Copy every line below word for word, from the first to the last, but leave out the pictures.
━━━━━ Dataset rows
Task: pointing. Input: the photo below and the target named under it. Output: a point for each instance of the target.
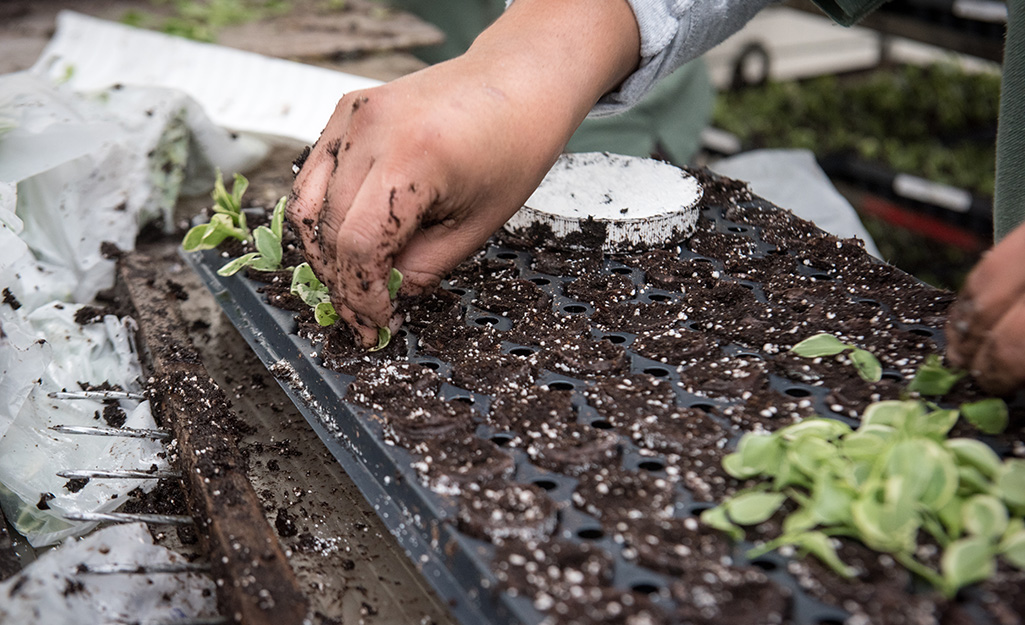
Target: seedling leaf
(715, 517)
(325, 314)
(933, 378)
(1013, 548)
(233, 266)
(984, 515)
(383, 338)
(819, 345)
(1011, 483)
(278, 217)
(968, 560)
(821, 546)
(752, 508)
(867, 365)
(975, 454)
(990, 416)
(394, 283)
(269, 247)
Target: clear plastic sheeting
(56, 589)
(93, 167)
(65, 355)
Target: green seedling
(228, 221)
(268, 256)
(310, 289)
(394, 284)
(315, 293)
(894, 480)
(820, 345)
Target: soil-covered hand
(986, 330)
(417, 173)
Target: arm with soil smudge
(417, 173)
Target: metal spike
(119, 474)
(95, 394)
(98, 430)
(142, 569)
(157, 519)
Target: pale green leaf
(984, 515)
(194, 239)
(325, 314)
(715, 517)
(990, 416)
(1011, 485)
(821, 546)
(867, 365)
(831, 500)
(933, 378)
(1013, 548)
(892, 412)
(269, 247)
(394, 283)
(976, 454)
(933, 424)
(968, 560)
(752, 508)
(278, 217)
(233, 267)
(756, 454)
(383, 338)
(822, 428)
(819, 345)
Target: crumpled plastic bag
(94, 167)
(54, 589)
(69, 356)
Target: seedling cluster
(893, 483)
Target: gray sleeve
(673, 32)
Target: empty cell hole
(651, 465)
(501, 440)
(766, 565)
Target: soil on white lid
(622, 381)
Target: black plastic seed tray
(424, 521)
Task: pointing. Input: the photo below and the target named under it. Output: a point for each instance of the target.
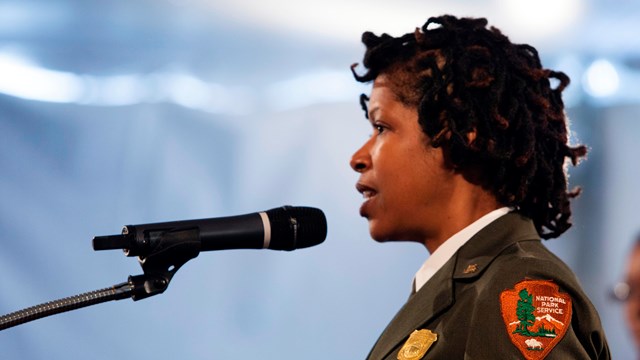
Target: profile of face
(632, 304)
(403, 179)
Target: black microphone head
(296, 227)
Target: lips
(368, 193)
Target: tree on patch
(524, 312)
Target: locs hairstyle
(490, 105)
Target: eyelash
(379, 128)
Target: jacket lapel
(419, 309)
(437, 295)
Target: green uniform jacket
(461, 303)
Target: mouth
(368, 193)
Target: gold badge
(471, 269)
(417, 345)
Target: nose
(361, 159)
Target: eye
(379, 128)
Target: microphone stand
(173, 250)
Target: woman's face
(403, 179)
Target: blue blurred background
(127, 112)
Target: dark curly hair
(465, 78)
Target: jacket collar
(469, 262)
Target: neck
(466, 206)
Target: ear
(471, 137)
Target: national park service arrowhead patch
(536, 315)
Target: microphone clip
(169, 251)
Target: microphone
(284, 228)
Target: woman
(467, 157)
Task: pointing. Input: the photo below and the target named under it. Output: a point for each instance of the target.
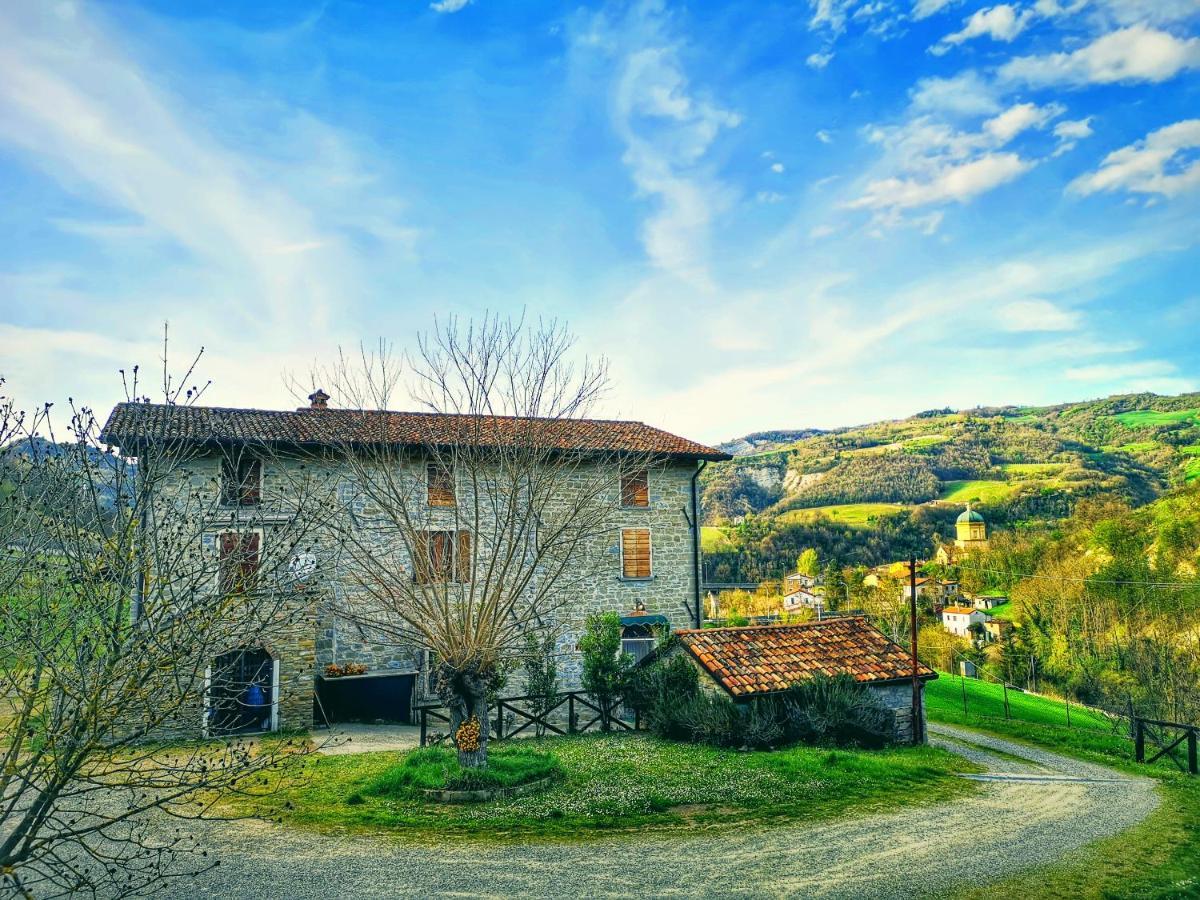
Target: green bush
(658, 690)
(437, 768)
━━━━━━━━━━
= Reply =
Task: pointing. Input: the photo below and the target named under it. Output: a point for each instance of the target.
Target: seedling leaf
(715, 517)
(325, 314)
(933, 378)
(1013, 548)
(233, 266)
(984, 515)
(383, 338)
(819, 345)
(1011, 483)
(278, 217)
(968, 560)
(821, 546)
(752, 508)
(867, 365)
(975, 454)
(990, 416)
(394, 283)
(269, 247)
Target: clear plastic sheeting
(56, 589)
(93, 167)
(65, 355)
Target: green seedling
(228, 221)
(268, 256)
(310, 289)
(394, 284)
(315, 293)
(894, 480)
(820, 345)
Target: soil-covered hand
(986, 330)
(417, 173)
Target: arm with soil smudge
(417, 173)
Target: metal spike
(119, 474)
(95, 394)
(98, 430)
(142, 569)
(157, 519)
Target: pale green leaf
(984, 515)
(194, 239)
(325, 314)
(715, 517)
(990, 416)
(1011, 485)
(821, 546)
(867, 365)
(831, 500)
(933, 378)
(1013, 548)
(892, 412)
(269, 247)
(394, 283)
(976, 454)
(933, 424)
(968, 560)
(752, 508)
(278, 217)
(233, 267)
(756, 454)
(383, 338)
(822, 428)
(819, 345)
Target: crumpled plastic bag
(94, 167)
(54, 589)
(69, 356)
Target: seedling cluster
(893, 483)
Target: gray sleeve
(673, 32)
Target: empty cell hole
(651, 465)
(501, 440)
(766, 565)
Target: soil on white lid
(622, 381)
Target: black plastic seed tray
(424, 521)
Task: pointing. Input: the photo below and the target named under it. Output: a point for each instance of the target.
Target: profile of face
(632, 304)
(403, 179)
Target: black microphone head
(296, 227)
Target: lips
(368, 193)
Target: tree on patch
(524, 312)
Target: locs hairstyle
(490, 105)
Target: eyelash
(379, 128)
Target: jacket lapel
(419, 309)
(437, 295)
Target: green uniform jacket
(461, 303)
Target: mouth
(368, 193)
Target: gold badge
(471, 269)
(417, 345)
Target: nose
(361, 159)
Target: eye
(379, 128)
Target: microphone stand
(173, 250)
Target: woman's face
(403, 179)
Target: blue blurred background
(127, 112)
Target: dark curly hair
(465, 78)
Target: jacket collar
(469, 262)
Target: neck
(466, 206)
Target: ear
(471, 137)
Target: national park service arrowhead patch
(536, 315)
Target: microphone clip
(169, 251)
Target: microphone
(284, 228)
Target: woman
(467, 157)
Task: pointing. Input: the photo below and the target named under it. Output: a point for each instance of the target.
Target: green bush
(658, 690)
(437, 768)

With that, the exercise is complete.